(Location identification entries)

--- --- ---

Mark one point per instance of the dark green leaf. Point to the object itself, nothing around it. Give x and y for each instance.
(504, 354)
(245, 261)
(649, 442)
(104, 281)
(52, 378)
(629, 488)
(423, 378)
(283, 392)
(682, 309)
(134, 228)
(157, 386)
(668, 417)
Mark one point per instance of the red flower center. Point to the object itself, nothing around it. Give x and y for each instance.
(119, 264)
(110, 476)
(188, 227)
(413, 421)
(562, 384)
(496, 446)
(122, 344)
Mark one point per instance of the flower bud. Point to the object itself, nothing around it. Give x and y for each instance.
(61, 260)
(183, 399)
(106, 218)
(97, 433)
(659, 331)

--- --- ---

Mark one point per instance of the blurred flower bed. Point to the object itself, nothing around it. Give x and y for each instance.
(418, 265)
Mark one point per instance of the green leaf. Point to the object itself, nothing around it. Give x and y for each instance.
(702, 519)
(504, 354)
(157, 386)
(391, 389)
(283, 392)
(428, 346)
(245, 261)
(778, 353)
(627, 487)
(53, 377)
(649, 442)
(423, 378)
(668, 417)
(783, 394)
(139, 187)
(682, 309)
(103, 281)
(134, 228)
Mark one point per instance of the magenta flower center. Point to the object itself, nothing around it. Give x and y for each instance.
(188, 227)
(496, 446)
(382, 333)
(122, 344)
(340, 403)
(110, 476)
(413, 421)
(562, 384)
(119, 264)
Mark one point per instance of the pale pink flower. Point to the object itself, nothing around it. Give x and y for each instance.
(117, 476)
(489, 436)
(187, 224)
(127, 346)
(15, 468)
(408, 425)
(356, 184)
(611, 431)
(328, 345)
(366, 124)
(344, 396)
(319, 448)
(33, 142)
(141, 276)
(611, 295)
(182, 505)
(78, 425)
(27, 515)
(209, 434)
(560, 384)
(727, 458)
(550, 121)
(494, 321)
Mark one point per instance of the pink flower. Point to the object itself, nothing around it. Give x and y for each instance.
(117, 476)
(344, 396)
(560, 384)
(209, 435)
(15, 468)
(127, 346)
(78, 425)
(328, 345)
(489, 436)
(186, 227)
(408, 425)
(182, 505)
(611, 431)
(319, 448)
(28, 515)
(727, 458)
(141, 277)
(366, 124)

--- --- ---

PROBLEM TO WORK ON:
Pull out each line in the items above that contains the word "point", and treat uppercase and lowercase letters as different.

ANSWER TO THE PROBLEM:
Mark one point per instance of the dark green leaf. Point to the object itself, nothing around it. Give x and y for each instance.
Mark one point per instance of the red flower center. Point to the object itself, nothing around it. Give x and y for each instance.
Mark one point per instance of the flower bud. Point to the object itself, nothing around it. Give x and y for each instance.
Mark one point per instance of the blurred flower bed. Point to the object itself, nothing around it. Give x and y for each instance.
Mark one point per instance of the green leaf. Point to the object itself, nothing around it. Give x and y for each instance.
Mark one point per instance of the magenta flower center. Point to the object itself, nothing around it. Give x and y for each instance.
Mark one point per instance of the pale pink flower. Point to the object itself, nothing around it. Give x and y for each instance.
Mark one point per instance of the pink flower. Point to the object itself, nothing around it. Give x and y for each instance.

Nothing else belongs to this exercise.